Records from a collection:
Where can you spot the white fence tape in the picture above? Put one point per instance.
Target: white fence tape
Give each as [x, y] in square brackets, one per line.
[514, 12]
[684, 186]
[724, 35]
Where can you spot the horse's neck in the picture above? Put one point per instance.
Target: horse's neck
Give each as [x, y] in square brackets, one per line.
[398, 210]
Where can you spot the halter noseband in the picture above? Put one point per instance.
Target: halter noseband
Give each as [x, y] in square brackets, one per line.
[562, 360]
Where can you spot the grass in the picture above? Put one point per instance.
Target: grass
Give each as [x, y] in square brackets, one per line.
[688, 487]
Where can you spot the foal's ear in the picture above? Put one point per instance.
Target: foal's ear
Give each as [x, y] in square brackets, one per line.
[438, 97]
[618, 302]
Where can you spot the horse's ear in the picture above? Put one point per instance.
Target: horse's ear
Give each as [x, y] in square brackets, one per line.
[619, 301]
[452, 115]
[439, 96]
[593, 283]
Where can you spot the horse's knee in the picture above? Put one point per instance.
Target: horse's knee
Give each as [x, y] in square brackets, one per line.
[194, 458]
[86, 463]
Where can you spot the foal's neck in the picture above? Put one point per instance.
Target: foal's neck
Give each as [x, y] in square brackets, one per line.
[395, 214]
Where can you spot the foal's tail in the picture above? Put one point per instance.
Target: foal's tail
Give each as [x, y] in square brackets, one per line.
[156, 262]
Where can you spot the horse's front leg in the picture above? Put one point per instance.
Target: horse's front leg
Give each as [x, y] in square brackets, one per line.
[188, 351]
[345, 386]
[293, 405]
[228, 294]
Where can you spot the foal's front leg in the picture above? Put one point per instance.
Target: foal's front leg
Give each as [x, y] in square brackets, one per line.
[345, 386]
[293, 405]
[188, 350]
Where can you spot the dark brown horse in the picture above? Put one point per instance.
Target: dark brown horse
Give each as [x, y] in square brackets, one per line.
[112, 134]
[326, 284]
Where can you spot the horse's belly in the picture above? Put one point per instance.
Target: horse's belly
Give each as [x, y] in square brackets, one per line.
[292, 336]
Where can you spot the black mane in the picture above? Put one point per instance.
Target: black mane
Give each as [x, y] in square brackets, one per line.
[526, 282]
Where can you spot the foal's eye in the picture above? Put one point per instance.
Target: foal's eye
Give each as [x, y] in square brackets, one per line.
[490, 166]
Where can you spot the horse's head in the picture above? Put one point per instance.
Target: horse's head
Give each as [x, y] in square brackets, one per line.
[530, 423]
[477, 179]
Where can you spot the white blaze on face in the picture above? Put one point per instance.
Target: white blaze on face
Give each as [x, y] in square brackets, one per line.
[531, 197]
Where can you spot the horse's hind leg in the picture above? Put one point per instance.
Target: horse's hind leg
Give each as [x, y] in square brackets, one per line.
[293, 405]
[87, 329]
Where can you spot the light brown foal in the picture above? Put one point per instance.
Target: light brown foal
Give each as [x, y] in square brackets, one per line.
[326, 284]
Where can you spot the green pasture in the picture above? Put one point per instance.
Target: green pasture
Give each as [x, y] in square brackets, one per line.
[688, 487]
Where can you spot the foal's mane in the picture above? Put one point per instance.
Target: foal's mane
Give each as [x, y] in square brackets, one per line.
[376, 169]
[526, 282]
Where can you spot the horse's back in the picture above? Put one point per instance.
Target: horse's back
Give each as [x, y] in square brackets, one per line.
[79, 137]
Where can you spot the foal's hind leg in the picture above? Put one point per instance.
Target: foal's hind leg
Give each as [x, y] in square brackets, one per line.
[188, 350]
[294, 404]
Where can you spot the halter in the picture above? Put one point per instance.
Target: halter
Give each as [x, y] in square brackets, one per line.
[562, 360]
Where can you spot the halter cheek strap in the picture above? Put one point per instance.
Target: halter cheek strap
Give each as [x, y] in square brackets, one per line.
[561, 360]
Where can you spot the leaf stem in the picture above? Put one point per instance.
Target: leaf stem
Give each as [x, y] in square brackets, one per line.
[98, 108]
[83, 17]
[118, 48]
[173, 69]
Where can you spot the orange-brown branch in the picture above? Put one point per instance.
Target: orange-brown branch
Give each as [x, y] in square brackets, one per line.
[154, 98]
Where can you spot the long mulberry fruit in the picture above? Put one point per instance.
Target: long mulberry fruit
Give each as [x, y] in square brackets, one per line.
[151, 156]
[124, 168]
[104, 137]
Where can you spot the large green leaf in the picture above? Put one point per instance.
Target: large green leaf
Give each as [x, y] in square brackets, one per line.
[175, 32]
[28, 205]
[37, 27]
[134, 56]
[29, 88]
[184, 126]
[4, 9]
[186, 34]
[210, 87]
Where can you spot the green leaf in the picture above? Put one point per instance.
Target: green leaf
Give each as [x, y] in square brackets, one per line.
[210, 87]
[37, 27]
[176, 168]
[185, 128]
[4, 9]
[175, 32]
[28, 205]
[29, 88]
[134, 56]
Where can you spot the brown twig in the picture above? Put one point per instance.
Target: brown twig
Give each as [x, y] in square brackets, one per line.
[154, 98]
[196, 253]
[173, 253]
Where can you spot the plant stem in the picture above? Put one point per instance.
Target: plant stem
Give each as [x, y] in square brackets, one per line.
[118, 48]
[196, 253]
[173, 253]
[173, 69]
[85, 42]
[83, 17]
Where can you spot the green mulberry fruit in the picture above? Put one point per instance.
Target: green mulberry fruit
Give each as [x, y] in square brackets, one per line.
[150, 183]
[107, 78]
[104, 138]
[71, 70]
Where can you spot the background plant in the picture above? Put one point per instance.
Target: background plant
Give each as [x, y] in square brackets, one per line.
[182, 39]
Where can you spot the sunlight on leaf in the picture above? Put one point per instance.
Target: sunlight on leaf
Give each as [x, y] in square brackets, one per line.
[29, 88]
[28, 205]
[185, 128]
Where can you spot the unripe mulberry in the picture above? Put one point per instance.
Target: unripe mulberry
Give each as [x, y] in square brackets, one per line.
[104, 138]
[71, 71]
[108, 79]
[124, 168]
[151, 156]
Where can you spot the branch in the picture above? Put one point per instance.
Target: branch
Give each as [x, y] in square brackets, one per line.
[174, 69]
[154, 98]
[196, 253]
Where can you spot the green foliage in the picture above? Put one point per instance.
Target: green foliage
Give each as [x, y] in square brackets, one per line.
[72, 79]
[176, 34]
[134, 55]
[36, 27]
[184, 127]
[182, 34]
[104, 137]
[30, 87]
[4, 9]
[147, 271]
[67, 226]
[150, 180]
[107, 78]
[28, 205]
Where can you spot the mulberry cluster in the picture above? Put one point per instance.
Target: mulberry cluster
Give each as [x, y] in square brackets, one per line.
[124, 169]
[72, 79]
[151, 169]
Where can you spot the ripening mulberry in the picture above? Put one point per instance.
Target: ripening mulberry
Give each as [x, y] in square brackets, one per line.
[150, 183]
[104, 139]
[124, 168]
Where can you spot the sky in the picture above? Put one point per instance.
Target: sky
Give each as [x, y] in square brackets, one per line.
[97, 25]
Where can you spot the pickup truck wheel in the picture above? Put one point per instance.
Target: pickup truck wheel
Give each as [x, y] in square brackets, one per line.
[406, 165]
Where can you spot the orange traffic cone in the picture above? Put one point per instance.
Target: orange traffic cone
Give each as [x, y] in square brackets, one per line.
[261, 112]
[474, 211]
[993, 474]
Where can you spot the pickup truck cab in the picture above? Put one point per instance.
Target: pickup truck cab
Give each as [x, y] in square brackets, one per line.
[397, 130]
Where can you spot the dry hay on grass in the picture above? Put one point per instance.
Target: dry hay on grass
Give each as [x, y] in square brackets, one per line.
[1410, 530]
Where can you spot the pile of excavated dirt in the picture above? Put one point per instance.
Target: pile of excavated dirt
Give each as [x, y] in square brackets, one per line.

What this task involves
Repeat only the stretch of lines that begins at the line containing "Where can you spot the ripening" and ends at the last line above, both included.

Solution for this exercise
Where can you spot the ripening mulberry in the picture above? Put one point per instance.
Target: ripening mulberry
Give each as [x, y] in square brackets, one per line.
[150, 183]
[104, 139]
[124, 168]
Where can you spot the sky in the picture above? Put one point per instance.
Target: sky
Give each as [x, y] in square brackets, one per line.
[97, 25]
Where can you spot the pickup truck wheel in the picture above? Put one point per instance.
Target: pickup truck wheel
Give each as [x, y] in square brackets, one per line.
[406, 165]
Where can you spot the orange traffic cone in the picture above? Put one point per instance.
Target: orange traffic cone
Give each as [x, y] in square brackets, one per line.
[261, 112]
[474, 211]
[993, 474]
Where can you spot the pickup truck cab in the picture above? Put one point per instance.
Target: pickup truck cab
Give each as [x, y] in square brackets, one per line.
[397, 130]
Where can you spot the dry hay on grass in the picture above? Put one point per instance.
Target: dry hay on grass
Give each as [x, y] in square brackets, one per line.
[1410, 530]
Where can you spot the pile of excavated dirt in the picture above? Put one point per instance.
Target: pile of excavated dirt
Give each as [x, y] in square brackets, one per line.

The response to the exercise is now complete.